Your answer is a copy of every line in the records where "dark" appears.

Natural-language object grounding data
##############################
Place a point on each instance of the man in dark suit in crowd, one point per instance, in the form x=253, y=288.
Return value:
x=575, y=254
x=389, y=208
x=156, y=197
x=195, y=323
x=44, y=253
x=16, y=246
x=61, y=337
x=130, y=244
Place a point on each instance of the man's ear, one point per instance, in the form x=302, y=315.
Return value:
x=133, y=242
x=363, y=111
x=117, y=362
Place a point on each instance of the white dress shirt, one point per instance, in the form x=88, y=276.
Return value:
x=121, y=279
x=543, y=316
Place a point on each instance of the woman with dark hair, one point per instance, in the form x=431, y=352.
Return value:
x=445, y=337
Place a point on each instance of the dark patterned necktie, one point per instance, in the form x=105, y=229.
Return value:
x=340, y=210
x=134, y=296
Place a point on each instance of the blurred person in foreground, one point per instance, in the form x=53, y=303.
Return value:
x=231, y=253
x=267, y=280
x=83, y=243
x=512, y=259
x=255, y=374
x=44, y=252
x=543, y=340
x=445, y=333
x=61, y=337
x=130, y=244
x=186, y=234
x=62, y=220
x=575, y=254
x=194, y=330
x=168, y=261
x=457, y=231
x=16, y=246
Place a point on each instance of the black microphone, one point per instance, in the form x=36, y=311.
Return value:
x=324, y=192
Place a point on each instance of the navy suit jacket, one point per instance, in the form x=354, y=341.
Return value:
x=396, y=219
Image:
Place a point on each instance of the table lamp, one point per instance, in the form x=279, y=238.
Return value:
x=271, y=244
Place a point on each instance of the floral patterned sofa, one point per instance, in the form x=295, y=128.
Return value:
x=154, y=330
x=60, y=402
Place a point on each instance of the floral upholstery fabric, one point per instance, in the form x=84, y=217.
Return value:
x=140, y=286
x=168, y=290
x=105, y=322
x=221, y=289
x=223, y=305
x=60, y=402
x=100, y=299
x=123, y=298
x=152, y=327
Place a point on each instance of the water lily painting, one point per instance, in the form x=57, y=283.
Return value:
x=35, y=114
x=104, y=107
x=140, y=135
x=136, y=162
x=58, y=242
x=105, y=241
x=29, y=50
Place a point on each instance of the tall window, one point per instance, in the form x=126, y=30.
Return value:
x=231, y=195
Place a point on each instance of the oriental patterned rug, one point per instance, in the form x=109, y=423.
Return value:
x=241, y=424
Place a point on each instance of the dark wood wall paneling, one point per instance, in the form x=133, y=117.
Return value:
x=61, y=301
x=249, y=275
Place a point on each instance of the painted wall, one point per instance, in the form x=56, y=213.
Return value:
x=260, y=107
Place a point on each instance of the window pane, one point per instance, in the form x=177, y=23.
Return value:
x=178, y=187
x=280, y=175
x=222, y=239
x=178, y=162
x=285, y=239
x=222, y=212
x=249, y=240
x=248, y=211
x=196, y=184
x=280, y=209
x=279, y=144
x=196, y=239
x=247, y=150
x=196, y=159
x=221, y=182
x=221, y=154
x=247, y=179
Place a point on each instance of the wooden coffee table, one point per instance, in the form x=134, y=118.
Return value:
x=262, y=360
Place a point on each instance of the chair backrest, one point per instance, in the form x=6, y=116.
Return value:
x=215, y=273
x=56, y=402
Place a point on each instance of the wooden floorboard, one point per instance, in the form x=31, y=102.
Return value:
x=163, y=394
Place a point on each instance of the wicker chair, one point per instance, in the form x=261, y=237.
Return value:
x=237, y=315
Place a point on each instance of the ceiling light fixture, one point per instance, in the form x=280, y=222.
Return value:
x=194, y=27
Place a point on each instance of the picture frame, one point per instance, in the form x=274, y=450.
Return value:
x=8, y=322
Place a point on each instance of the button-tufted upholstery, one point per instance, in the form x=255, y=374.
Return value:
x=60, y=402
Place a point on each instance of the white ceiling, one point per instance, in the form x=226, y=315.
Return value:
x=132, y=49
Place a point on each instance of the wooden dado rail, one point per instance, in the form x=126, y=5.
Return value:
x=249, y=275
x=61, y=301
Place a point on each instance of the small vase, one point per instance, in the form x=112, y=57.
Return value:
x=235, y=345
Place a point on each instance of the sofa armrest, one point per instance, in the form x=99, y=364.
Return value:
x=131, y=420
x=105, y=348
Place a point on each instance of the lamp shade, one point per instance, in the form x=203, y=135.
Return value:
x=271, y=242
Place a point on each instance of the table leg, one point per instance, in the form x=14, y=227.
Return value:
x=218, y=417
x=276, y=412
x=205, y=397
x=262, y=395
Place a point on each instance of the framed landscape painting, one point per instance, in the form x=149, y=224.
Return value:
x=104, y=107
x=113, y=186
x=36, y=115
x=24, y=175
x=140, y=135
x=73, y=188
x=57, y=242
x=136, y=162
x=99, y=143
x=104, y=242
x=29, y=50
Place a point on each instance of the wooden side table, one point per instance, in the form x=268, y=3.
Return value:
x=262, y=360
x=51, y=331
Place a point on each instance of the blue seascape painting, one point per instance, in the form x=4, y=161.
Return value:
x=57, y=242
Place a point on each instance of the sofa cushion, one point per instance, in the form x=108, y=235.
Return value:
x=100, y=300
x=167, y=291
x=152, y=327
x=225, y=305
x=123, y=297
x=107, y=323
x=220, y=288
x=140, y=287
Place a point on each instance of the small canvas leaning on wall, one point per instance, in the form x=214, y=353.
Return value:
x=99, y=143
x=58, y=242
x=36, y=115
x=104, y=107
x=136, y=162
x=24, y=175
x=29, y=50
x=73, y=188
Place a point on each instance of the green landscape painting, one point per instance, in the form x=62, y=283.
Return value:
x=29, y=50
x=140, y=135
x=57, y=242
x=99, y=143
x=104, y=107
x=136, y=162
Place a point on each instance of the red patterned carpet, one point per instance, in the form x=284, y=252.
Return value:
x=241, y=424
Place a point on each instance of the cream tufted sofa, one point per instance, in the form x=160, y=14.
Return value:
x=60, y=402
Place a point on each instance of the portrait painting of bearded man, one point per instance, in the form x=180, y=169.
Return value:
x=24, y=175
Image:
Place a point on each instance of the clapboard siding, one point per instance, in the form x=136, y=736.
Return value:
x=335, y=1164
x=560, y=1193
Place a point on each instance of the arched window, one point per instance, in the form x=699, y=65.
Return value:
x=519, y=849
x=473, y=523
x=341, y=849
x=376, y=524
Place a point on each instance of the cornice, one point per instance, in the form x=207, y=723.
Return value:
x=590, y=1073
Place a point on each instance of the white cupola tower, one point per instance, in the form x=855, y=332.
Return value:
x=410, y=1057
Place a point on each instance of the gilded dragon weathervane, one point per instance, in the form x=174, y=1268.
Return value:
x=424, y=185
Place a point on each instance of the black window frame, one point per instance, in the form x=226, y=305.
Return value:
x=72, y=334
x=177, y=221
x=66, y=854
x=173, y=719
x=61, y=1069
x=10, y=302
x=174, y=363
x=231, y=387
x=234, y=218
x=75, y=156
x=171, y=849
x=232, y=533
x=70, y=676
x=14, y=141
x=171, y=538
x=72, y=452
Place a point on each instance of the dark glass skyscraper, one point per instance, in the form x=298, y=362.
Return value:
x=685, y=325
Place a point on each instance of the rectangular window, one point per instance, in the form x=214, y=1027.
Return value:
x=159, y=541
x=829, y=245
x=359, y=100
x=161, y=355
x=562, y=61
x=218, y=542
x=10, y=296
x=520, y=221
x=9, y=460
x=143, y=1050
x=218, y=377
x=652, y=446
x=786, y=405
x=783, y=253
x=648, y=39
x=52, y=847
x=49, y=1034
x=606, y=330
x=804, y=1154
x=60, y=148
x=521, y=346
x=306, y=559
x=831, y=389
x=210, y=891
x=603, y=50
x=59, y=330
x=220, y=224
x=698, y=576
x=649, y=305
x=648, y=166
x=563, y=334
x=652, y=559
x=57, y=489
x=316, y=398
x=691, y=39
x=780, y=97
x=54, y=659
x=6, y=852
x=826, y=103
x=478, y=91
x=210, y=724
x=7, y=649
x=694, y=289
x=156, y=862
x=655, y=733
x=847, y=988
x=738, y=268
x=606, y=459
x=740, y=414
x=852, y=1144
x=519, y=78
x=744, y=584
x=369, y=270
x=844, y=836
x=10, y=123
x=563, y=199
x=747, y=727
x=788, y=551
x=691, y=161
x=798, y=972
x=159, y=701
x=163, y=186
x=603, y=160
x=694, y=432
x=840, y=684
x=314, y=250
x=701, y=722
##############################
- [ANSWER]
Place a point on each instance of the man in dark suit in crowd, one point per instance, in the form x=253, y=288.
Place a point on each instance of the woman with dark hair, one point per instance, in the form x=431, y=352.
Place a point on each instance of the dark patterned necktie, one point per instance, in the form x=105, y=229.
Place a point on each instance of the dark wood wall paneling, one point per instance, in the form x=133, y=117.
Place a point on each instance of the dark glass skyscraper, one point per instance, in the form x=298, y=362.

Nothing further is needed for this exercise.